[What the task requires]
Pick out every line of the material below that contains the string "rose", and copy each one. Case counts.

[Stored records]
* * * * *

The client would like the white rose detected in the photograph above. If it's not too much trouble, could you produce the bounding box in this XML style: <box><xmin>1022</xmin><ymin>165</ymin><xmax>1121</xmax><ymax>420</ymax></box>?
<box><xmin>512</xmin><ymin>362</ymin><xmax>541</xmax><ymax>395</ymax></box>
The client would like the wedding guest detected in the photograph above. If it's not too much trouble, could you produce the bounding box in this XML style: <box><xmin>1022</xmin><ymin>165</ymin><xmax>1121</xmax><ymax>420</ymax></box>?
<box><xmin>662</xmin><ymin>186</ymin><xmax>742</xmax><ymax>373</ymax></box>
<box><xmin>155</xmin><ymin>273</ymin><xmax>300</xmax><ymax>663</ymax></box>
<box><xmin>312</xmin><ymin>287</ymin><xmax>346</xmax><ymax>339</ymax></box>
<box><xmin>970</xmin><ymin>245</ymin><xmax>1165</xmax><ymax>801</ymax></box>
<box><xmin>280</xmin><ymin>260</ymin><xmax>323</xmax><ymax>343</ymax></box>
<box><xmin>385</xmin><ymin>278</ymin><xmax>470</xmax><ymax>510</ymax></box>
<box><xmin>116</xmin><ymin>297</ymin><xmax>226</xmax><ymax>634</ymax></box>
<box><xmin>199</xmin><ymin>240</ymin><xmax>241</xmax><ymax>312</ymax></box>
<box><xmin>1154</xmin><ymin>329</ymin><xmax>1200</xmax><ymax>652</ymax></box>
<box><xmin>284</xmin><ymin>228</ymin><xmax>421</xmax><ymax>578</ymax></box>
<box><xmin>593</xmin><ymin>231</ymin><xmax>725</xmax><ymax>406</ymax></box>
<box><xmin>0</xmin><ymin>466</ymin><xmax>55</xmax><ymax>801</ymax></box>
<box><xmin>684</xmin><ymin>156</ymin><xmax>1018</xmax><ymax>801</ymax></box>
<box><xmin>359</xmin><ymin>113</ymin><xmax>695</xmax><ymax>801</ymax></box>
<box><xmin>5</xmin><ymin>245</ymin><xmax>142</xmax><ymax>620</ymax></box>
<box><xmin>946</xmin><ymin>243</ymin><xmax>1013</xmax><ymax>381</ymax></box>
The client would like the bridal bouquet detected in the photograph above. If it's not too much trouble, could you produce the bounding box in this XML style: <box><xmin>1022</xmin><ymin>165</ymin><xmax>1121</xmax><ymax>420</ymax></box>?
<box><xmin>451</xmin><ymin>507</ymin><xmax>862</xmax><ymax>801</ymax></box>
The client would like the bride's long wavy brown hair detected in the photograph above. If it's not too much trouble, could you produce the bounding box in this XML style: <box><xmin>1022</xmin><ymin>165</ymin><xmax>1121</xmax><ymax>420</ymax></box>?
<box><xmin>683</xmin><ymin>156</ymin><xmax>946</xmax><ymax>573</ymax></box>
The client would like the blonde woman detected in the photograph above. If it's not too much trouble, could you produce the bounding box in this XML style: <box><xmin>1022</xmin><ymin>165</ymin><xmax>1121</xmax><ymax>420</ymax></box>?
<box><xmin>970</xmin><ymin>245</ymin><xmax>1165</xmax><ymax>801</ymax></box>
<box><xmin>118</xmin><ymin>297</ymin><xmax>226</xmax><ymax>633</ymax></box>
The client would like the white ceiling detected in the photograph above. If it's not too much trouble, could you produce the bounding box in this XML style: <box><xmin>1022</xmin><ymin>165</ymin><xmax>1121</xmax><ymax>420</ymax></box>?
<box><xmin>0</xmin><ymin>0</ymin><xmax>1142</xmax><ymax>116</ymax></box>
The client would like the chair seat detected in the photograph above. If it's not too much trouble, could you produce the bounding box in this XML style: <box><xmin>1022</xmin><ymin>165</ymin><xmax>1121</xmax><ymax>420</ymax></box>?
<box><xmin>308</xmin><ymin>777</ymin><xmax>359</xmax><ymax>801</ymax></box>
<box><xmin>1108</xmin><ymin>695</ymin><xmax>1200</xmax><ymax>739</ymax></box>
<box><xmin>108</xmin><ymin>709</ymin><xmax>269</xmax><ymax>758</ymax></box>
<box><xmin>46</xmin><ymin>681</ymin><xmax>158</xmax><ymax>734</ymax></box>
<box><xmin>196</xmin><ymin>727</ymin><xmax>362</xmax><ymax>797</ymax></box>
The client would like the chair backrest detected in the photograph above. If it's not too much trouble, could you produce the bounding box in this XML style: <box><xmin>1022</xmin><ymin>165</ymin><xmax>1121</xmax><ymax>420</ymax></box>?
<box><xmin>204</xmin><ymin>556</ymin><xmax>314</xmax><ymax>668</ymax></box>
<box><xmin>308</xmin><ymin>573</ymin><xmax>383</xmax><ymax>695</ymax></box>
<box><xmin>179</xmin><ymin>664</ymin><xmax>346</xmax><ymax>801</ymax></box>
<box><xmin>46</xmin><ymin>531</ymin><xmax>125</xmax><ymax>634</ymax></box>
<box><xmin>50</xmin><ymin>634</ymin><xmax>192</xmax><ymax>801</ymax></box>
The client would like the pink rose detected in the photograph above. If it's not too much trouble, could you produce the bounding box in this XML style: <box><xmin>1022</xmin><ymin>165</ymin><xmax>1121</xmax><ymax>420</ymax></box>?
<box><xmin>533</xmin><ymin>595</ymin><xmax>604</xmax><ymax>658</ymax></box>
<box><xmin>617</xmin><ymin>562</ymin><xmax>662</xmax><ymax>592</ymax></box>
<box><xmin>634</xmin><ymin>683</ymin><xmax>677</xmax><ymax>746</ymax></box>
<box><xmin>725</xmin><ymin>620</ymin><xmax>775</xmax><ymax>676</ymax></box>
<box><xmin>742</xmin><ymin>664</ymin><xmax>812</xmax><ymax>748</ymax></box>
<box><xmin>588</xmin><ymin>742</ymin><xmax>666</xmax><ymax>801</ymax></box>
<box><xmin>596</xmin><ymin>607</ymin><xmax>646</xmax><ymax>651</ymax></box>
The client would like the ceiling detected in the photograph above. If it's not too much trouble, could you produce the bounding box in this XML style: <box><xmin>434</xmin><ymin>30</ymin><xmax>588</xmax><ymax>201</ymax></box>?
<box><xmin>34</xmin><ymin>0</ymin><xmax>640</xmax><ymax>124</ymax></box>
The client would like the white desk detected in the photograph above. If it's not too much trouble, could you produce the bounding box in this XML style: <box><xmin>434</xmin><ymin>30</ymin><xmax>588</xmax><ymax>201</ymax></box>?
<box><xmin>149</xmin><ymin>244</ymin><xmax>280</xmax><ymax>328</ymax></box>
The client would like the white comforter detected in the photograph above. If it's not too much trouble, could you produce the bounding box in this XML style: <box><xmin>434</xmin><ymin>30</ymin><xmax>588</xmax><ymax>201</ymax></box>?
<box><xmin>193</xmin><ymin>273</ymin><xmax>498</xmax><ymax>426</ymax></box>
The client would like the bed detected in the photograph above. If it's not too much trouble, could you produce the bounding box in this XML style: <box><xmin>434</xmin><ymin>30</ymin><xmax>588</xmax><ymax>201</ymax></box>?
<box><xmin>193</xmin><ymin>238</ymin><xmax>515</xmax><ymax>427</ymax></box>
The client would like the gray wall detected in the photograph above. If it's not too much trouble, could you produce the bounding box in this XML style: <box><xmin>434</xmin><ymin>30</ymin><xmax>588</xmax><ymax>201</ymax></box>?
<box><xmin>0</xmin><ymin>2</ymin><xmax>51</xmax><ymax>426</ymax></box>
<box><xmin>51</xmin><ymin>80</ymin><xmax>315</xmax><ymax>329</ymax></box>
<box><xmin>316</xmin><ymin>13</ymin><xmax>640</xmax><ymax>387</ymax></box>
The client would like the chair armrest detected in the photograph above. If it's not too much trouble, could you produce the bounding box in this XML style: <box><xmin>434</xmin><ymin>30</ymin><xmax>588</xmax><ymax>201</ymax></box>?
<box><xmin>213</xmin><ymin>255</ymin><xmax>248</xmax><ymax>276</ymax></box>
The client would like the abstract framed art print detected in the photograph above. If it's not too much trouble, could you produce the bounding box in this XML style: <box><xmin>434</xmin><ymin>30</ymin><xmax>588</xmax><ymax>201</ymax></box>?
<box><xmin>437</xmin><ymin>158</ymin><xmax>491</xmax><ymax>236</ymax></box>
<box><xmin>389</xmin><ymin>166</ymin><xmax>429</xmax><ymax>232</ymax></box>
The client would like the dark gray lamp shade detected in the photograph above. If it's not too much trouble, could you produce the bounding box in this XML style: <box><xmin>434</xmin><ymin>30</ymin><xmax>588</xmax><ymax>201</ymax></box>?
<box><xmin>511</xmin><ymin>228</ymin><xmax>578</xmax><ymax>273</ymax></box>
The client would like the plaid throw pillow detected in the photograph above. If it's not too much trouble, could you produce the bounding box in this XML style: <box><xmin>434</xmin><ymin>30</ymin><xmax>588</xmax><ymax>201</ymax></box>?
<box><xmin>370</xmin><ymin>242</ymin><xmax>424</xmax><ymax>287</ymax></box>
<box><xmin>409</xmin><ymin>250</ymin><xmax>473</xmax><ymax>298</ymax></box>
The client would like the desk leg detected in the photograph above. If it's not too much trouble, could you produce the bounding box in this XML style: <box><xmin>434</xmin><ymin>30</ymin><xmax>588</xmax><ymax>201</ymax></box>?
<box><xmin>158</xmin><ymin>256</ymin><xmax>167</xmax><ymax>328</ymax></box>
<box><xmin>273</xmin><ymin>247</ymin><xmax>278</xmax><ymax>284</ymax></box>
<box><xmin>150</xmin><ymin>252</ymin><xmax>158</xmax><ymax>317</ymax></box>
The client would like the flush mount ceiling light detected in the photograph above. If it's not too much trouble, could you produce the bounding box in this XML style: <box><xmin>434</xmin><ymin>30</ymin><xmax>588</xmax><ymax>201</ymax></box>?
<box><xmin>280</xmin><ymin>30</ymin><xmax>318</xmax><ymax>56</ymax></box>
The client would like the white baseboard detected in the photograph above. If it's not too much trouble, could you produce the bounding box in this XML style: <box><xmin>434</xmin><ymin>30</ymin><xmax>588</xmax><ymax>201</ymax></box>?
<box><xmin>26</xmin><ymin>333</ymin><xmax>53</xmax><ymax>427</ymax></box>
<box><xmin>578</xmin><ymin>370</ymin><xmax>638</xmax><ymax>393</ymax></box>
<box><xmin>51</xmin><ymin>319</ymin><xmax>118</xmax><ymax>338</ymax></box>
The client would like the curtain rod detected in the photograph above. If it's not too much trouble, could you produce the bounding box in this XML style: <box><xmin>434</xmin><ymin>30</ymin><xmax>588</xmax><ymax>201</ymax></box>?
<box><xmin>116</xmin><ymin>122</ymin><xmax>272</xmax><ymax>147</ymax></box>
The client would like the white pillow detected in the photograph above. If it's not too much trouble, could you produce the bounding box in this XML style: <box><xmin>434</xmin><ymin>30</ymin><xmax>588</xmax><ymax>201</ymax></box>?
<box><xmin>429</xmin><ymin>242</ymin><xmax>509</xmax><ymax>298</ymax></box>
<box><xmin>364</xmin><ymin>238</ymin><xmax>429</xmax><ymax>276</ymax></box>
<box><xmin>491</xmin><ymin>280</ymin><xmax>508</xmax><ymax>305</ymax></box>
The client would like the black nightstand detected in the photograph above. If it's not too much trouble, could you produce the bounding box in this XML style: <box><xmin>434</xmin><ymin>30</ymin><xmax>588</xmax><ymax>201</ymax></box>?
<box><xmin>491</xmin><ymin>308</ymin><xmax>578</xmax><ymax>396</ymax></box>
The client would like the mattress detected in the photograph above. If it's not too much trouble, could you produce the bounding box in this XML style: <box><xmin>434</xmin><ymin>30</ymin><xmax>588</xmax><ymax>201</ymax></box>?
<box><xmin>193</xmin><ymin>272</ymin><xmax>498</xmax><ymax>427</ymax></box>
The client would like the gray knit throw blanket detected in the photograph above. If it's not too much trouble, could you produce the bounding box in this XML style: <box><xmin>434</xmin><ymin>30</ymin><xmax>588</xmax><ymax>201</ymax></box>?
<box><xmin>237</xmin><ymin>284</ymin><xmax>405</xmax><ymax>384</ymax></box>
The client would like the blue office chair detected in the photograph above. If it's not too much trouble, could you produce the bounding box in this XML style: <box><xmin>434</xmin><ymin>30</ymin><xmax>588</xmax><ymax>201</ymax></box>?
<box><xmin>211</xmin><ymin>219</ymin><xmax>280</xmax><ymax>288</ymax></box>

* * * * *

[Answer for the task]
The client would like the white rose detected in the photograph above. If it's not too much trouble, could you produce the bounding box in this XML style: <box><xmin>1022</xmin><ymin>165</ymin><xmax>1121</xmax><ymax>420</ymax></box>?
The client would like the pink rose detected in the photograph above. If it's not too much trouble, could you produce the bounding box in this XML style: <box><xmin>1022</xmin><ymin>165</ymin><xmax>1121</xmax><ymax>420</ymax></box>?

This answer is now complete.